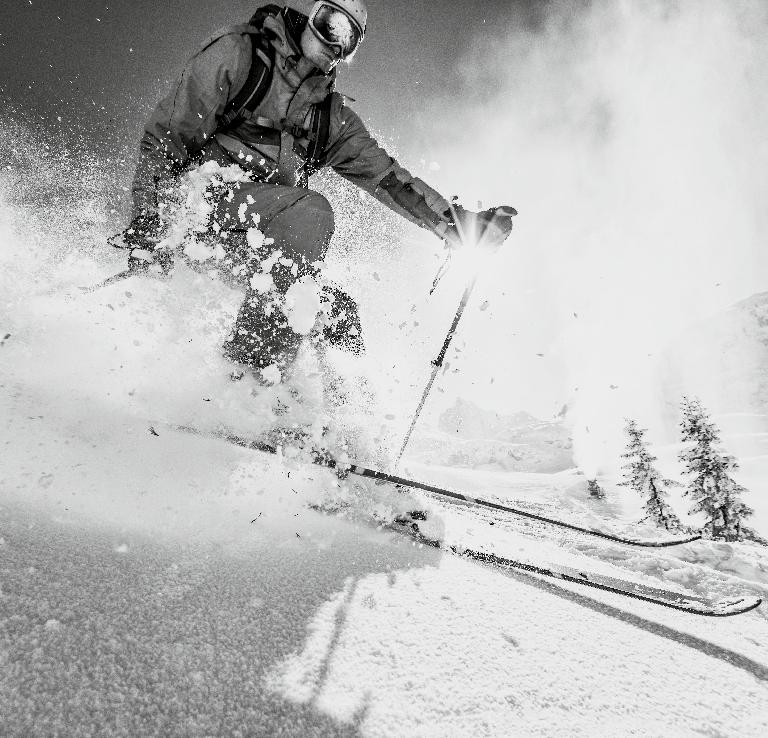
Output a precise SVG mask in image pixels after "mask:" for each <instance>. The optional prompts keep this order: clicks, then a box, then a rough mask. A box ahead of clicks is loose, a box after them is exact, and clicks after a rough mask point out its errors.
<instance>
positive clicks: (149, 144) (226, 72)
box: [132, 34, 251, 217]
mask: <svg viewBox="0 0 768 738" xmlns="http://www.w3.org/2000/svg"><path fill="white" fill-rule="evenodd" d="M250 43H251V42H250V39H248V38H247V37H243V36H241V35H240V34H229V35H226V36H223V37H221V38H220V39H218V40H217V41H215V42H214V43H212V44H211V45H210V46H208V47H206V48H205V49H203V50H202V51H200V52H199V53H198V54H196V55H195V56H194V57H193V58H192V59H191V60H190V61H189V62H188V63H187V65H186V66H185V68H184V71H183V72H182V73H181V76H180V77H179V79H178V80H177V81H176V83H175V84H174V86H173V89H172V90H171V92H170V93H169V94H168V95H167V96H166V97H165V98H164V99H163V100H161V101H160V102H159V103H158V105H157V108H156V109H155V111H154V113H153V114H152V116H151V118H150V119H149V121H148V122H147V125H146V126H145V128H144V135H143V137H142V139H141V144H140V153H139V163H138V165H137V167H136V173H135V175H134V179H133V188H132V192H133V215H134V217H136V216H138V215H140V214H142V213H144V214H154V213H155V212H156V211H157V184H158V182H159V181H160V180H161V179H163V178H166V177H170V176H173V175H174V174H175V173H177V172H178V171H180V170H181V169H182V168H183V167H184V166H186V165H187V164H188V163H189V161H190V159H192V157H194V156H195V155H196V154H197V153H199V151H200V150H201V149H202V148H203V146H204V145H205V143H206V141H207V140H208V139H209V138H210V137H211V136H212V135H213V133H214V132H215V131H216V127H217V122H218V119H219V117H220V116H221V115H222V113H223V112H224V109H225V108H226V105H227V102H228V101H229V100H230V99H231V98H232V97H233V96H234V95H236V94H237V92H238V91H239V90H240V88H241V87H242V86H243V85H244V84H245V80H246V78H247V76H248V70H249V67H250V60H251V48H250Z"/></svg>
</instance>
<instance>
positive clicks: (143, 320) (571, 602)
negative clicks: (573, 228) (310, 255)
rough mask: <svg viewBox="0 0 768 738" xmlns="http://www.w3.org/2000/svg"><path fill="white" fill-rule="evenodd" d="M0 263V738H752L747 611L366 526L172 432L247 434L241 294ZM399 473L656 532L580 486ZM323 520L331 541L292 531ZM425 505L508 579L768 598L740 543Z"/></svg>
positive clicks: (88, 259)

#####

-- THE TASK --
What lines of the material above include "positive"? Copy each one.

-- FINISHED TASK --
positive clicks: (149, 144) (226, 72)
positive clicks: (143, 320) (571, 602)
positive clicks: (88, 259)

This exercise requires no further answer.